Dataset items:
= = =

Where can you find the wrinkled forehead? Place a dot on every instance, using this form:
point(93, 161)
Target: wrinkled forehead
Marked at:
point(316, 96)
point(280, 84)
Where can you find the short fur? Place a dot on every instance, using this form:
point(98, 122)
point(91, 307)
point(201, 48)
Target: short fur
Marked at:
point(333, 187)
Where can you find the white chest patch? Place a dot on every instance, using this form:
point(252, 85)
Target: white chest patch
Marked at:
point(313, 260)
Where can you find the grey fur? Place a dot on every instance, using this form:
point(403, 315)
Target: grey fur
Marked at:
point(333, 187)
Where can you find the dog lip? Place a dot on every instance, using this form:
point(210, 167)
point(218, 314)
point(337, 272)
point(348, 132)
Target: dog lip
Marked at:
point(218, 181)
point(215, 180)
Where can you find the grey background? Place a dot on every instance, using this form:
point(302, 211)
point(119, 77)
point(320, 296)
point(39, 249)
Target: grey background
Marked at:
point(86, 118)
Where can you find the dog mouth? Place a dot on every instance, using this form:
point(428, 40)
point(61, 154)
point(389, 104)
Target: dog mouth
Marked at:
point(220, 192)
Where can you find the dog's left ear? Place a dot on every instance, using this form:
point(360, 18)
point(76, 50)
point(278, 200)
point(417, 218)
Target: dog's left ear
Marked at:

= = =

**Set exercise:** Can you return all of the rows above, reproducing every line character for character?

**Result:**
Where can you find the wrinkled forehead? Place a dot on every instance, using this form:
point(93, 161)
Target: wrinkled forehead
Marked at:
point(316, 96)
point(280, 84)
Where can you find the short fur? Place a dot on every instance, using this form:
point(98, 122)
point(91, 307)
point(201, 48)
Target: short fur
Marked at:
point(333, 187)
Where can you find the white chest patch? Place a dot on every instance, using this form:
point(252, 85)
Target: white chest patch
Marked at:
point(313, 260)
Where can you find the grey fur? Place a dot on every instance, using this form:
point(403, 315)
Target: grey fur
Marked at:
point(333, 187)
Where can you find the dog lip? Place a dot on every instance, using this form:
point(210, 167)
point(218, 314)
point(337, 272)
point(348, 132)
Target: dog lip
Marked at:
point(218, 181)
point(215, 180)
Where can you find the grey background? Place a dot on every instance, using this form:
point(302, 211)
point(119, 77)
point(320, 296)
point(39, 249)
Target: grey background
Marked at:
point(86, 118)
Where can you find the dog mouth? Place a dot on every instance, using this form:
point(428, 40)
point(61, 154)
point(389, 104)
Target: dog mouth
Marked at:
point(220, 192)
Where can you find the dog's left ear? Place a dot on every instance, using this form:
point(360, 18)
point(76, 50)
point(278, 200)
point(417, 218)
Target: dog's left ear
Marked at:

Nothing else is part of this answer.